§ **TO DO**:
1. In the text excerpt, when will ALP Utilities host its Public Power Open House?
2. Repeat the text excerpt from "Veteran treated to" up to and including "respect to veterans.".

§ **TEXT EXCERPT**:
Not cleaning up after dogs
Thumbs Down: Fall is the ideal time to go on a walk with your dog but before you head out the door with your happy pooch, remember to bring a plastic bag to clean up after your pet. We’ve received more than a few complaints from readers who don’t have a dog, but have come across doggy messes while mowing the lawn or doing other yardwork. Dog owners should realize some simple facts: Dog poop isn’t a fertilizer. It’s toxic for grass. It pollutes the environment. It can stimulate algae growth on lakes. And it can even carry diseases, such as roundworms, salmonella and coliform bacteria. Yuck! Bag it.
Veteran treated to unexpected surprise
Thumbs Up: An Alexandria reader who is a veteran came across a pleasant surprise over the September 11 weekend while he was getting ready to play a round of golf at the Osakis Country Club. “We went into the clubhouse to pay and grab a key when the lady in charge asked if anyone in our group was a veteran. I am and proud of it, but didn’t know how it mattered to a golf course. Then, the lady informed me there was no charge for veterans on the 9/11 anniversary!” So here’s a thumbs up to the Osakis Country Club for their support and respect to veterans.
Concerts to remember
Thumbs Up: The Red Willow Arts Coalition thanks all those who supported another successful Thursday Night Summer Concert Series on the Douglas County Courthouse lawn. Program Director Chuck Wencl said a variety of individuals and groups make it happen: County commissioners for letting them use the lawn; the Echo Press for its weekly previews of the entertainers as well as other media for spreading the word; lakes area residents and tourists who enjoyed the great music; Anderson Funeral home and Elden’s Fresh Foods for being the major sponsors from the beginning and Bethany on the Lake which showed its support this year. “Like any big project, there are so many involved who have helped make these concerts possible,” said Wencl. “If you have supported us with donations, volunteered your time or assisted in any other way, we are truly grateful.” He added that the coalition is already planning for another great series in 2022.
ALP Utilities gives back to community
Thumbs Up: ALP Utilities has been providing public power for more than 132 years and these days, because of technological improvements, long-range planning and putting nearly all of its overhead power lines underground, it’s more reliable than ever. That’s a cause for celebration. ALP Utilities will host a Public Power Open House on Monday, Oct. 4, from 4 to 7 p.m. You can enjoy a free meal, visit with staff while your children color, take a tour of the power plant, get a free LED light bulb and more. Each year, more than 2,000 community-owned utilities, like ALP Utilities, across the nation observe Public Power Week during the first full week of October. It’s a celebration of these not-for-profit electric utilities that proudly serve the electric power needs of about 40 million Americans – or almost 15 percent of electricity consumers. Megan Chisholm, marketing and communications specialist for ALP Utilities, noted, “As a public power provider, a few key benefits our community experiences are affordable rates, reliability, diverse energy sources and a spirit of giving back to the community.”

[Region pointing data]

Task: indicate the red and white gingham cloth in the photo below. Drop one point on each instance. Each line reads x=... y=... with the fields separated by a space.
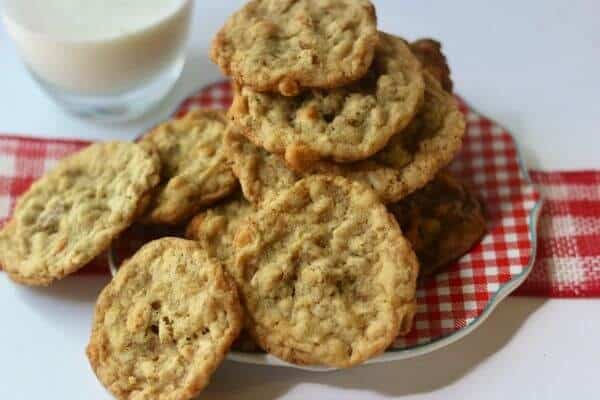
x=568 y=248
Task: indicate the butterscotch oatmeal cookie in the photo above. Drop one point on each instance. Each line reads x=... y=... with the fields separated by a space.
x=195 y=172
x=429 y=52
x=217 y=227
x=260 y=173
x=165 y=323
x=410 y=160
x=442 y=221
x=325 y=274
x=287 y=45
x=71 y=214
x=344 y=124
x=413 y=157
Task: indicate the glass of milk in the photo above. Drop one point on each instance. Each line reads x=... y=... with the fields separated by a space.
x=108 y=60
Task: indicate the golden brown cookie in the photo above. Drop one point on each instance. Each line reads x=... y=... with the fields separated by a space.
x=413 y=157
x=195 y=173
x=344 y=124
x=71 y=214
x=165 y=323
x=287 y=45
x=442 y=221
x=410 y=160
x=429 y=52
x=217 y=227
x=325 y=274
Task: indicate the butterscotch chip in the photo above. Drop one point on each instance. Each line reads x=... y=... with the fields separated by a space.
x=287 y=45
x=195 y=173
x=260 y=173
x=165 y=323
x=344 y=124
x=429 y=52
x=442 y=221
x=72 y=214
x=325 y=274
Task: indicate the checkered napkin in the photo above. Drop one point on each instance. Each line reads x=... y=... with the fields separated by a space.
x=567 y=240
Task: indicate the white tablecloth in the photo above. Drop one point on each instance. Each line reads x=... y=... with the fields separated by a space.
x=534 y=66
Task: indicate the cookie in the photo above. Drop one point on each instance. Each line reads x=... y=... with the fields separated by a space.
x=287 y=45
x=442 y=221
x=260 y=173
x=165 y=323
x=217 y=227
x=429 y=52
x=409 y=161
x=72 y=214
x=325 y=274
x=344 y=124
x=195 y=173
x=413 y=157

§ **ANSWERS TO THIS EXERCISE**:
1. On Monday, Oct. 4, from 4 to 7 p.m.

2.
Veteran treated to unexpected surprise
Thumbs Up: An Alexandria reader who is a veteran came across a pleasant surprise over the September 11 weekend while he was getting ready to play a round of golf at the Osakis Country Club. “We went into the clubhouse to pay and grab a key when the lady in charge asked if anyone in our group was a veteran. I am and proud of it, but didn’t know how it mattered to a golf course. Then, the lady informed me there was no charge for veterans on the 9/11 anniversary!” So here’s a thumbs up to the Osakis Country Club for their support and respect to veterans.